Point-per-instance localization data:
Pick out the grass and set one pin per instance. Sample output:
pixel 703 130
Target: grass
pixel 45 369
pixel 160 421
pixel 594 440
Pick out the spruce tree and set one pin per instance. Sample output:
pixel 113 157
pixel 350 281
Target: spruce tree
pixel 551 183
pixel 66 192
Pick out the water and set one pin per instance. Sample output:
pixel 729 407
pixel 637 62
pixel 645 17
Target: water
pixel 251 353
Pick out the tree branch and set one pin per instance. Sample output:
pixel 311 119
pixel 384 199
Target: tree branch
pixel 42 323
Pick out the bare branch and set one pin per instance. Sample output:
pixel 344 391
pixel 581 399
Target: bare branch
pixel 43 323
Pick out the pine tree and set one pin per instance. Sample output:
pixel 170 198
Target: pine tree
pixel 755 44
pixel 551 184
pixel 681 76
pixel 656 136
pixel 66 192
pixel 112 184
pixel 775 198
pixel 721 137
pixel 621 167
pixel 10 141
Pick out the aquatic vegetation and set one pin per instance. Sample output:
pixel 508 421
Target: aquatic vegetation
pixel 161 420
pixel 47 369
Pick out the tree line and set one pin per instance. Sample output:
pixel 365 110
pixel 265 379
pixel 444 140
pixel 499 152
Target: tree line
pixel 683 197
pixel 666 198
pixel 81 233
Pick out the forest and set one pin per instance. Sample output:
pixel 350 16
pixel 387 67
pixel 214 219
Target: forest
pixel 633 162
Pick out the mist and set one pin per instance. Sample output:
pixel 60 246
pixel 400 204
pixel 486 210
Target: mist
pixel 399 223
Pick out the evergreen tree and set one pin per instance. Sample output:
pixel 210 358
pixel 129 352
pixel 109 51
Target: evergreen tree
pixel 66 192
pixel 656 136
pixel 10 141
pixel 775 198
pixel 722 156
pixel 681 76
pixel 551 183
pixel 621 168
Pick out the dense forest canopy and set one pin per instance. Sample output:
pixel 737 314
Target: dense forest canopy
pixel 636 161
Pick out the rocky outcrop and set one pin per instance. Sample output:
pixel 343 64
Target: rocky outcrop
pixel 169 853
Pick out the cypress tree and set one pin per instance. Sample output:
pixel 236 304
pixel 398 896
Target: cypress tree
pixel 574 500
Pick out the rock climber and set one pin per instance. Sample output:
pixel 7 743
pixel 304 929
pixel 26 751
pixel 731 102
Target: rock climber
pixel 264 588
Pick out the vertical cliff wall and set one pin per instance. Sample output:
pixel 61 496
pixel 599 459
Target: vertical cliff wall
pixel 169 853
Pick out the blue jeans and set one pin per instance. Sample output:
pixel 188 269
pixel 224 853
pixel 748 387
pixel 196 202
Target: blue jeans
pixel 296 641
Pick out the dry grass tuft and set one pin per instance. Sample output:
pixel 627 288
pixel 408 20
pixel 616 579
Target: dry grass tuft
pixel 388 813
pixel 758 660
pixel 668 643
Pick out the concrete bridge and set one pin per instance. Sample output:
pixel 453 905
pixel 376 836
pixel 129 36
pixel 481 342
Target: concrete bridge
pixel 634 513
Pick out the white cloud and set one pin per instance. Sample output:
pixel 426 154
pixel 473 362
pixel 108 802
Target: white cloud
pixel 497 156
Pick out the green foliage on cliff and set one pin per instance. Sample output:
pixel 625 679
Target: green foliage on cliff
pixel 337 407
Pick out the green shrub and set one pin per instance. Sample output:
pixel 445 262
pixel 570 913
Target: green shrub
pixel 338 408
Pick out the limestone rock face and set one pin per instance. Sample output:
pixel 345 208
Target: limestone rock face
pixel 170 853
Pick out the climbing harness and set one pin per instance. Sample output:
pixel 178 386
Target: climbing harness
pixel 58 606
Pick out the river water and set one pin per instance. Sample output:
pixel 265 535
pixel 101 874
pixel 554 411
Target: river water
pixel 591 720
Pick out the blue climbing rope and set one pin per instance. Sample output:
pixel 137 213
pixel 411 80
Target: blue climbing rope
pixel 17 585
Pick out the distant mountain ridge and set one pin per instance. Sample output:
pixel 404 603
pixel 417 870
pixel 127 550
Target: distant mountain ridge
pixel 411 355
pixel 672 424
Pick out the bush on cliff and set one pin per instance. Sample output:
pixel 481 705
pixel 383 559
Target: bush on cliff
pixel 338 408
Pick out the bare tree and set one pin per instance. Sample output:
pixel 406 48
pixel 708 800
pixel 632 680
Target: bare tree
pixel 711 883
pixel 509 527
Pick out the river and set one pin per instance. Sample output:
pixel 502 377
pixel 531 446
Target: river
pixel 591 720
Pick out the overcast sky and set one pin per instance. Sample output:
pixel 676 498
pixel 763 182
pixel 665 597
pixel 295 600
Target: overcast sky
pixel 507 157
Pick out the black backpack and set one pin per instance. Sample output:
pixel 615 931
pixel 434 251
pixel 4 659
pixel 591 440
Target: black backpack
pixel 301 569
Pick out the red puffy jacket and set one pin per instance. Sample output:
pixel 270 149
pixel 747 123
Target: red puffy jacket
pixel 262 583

## WORK ORDER
Copy the lines above exactly. Start with the line containing "Target: spruce tree", end with the line containing "pixel 170 198", and include both.

## RESULT
Target: spruce tree
pixel 551 183
pixel 66 192
Pick out the water and set one pin per instance. Sample output:
pixel 729 407
pixel 637 62
pixel 645 17
Target: water
pixel 251 353
Pick out the tree branch and set one pin per instance. Sample output:
pixel 311 119
pixel 384 199
Target: tree branch
pixel 42 323
Pick out the bare branch and set one pin per instance. Sample output:
pixel 344 391
pixel 581 399
Target: bare branch
pixel 43 323
Pick out the pine tree and set one pin per instance. Sample output:
pixel 170 198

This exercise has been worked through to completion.